Selected extract:

This is Father's Day in the United States.

The moon is waning. Morning stars are Venus, Jupiter, Neptune and Uranus. Evening stars are Mercury, Saturn and Mars.

Those born on this date are under the sign of Gemini. They include British clergyman John Wesley, the founder of Methodism, in 1703; Russian-born composer Igor Stravinsky in 1882; Dutch artist M.C. Escher in 1898; actor Ralph Bellamy in 1904; author John Hersey in 1914; football Hall of Fame member Elroy "Crazylegs" Hirsch in 1923; Egyptian Nobel Peace Prize laureate Mohamed ElBaradei in 1942 (age 70); former U.S. House Speaker Newt Gingrich, R-Ga., and singer Barry Manilow, both in 1943 (age 69); musician George S. Clinton in 1947 (age 65); comedian Joe Piscopo in 1951 (age 61); actors Mark Linn-Baker in 1954 (age 58), Thomas Haden Church in 1960 (age 52), Greg Kinnear in 1963 (age 49) and Jason Patric in 1966 (age 46); Olympic gold medal speed skater Dan Jansen in 1965 (age 47); and tennis star Venus Williams in 1980 (age 32).

On this date in history:

In 1967, China announced it had successfully tested a hydrogen bomb.

In 1972, the Watergate scandal began with the arrest of five burglars inside Democratic National Committee headquarters at the Watergate complex in Washington.

In 1981, a walkway collapsed at the Hyatt Regency Hotel in Kansas City, Mo., killing 144 people.

In 1982, Argentina's President Leopoldo Galtieri resigned in response to Britain's victory in the Falkland Islands war.

In 1986, Kate Smith, one of America's most popular singers in the '20s, '30s and '40s, died at the age of 79.

Also in 1986, Maryland basketball star Len Bias, about to enter the pro ranks, died of cocaine intoxication, focusing national attention on cocaine use by athletes.

In 1991, South African President F.W. de Klerk ended apartheid when he repealed the Population Registration Act that classified South Africans by race from birth.

In 1992, two Germans were released by their pro-Iranian kidnappers after three years in captivity in Lebanon. They were the last of the Western hostages to be freed.

In 1994, Los Angeles police charged O.J. Simpson with killing his ex-wife and her friend. The former football star and actor was acquitted in a controversial, high-profile criminal trial.

Also in 1994, members of the Branch Davidian cult were sentenced to prison on charges stemming from the 1993 federal raid on their compound near Waco, Texas.

In 1996, ValuJet Airlines shut down about a month after a crash in the Florida Everglades led to questions about the carrier's safety and maintenance records.

In 2003, Canadian Prime Minister Jean Chretien promised legislation that would legalize same-sex marriage throughout the country.

In 2004, a massive car bomb killed at least 30 people and wounded 150 others in central Baghdad, two weeks before the handover of power to Iraqis.

In 2007, a fire at a Charleston, S.C., furniture store killed nine firefighters when the roof collapsed.

Information shown:
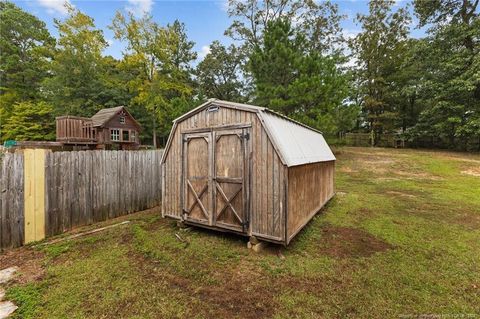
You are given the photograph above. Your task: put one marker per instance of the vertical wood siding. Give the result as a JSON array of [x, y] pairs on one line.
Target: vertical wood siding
[[310, 187], [267, 171], [11, 200]]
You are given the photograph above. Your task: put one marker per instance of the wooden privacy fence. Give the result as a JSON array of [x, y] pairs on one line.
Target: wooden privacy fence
[[46, 193]]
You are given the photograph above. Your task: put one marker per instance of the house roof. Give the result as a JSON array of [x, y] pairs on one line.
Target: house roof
[[105, 115], [296, 142]]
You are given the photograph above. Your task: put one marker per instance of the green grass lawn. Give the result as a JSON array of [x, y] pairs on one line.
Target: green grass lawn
[[400, 239]]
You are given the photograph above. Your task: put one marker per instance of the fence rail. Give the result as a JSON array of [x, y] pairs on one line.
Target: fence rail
[[63, 190]]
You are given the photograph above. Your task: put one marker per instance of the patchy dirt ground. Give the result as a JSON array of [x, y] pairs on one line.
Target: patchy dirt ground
[[349, 242], [29, 261]]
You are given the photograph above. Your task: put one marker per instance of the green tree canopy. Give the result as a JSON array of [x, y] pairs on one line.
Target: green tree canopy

Activity:
Answer these from the almanac above, one per line:
1. Which planets does it list as evening stars?
2. In what year was Dutch artist M.C. Escher born?
3. How many people died when the walkway collapsed at the Hyatt Regency Hotel in Kansas City?

Exercise response:
1. Mercury, Saturn and Mars
2. 1898
3. 144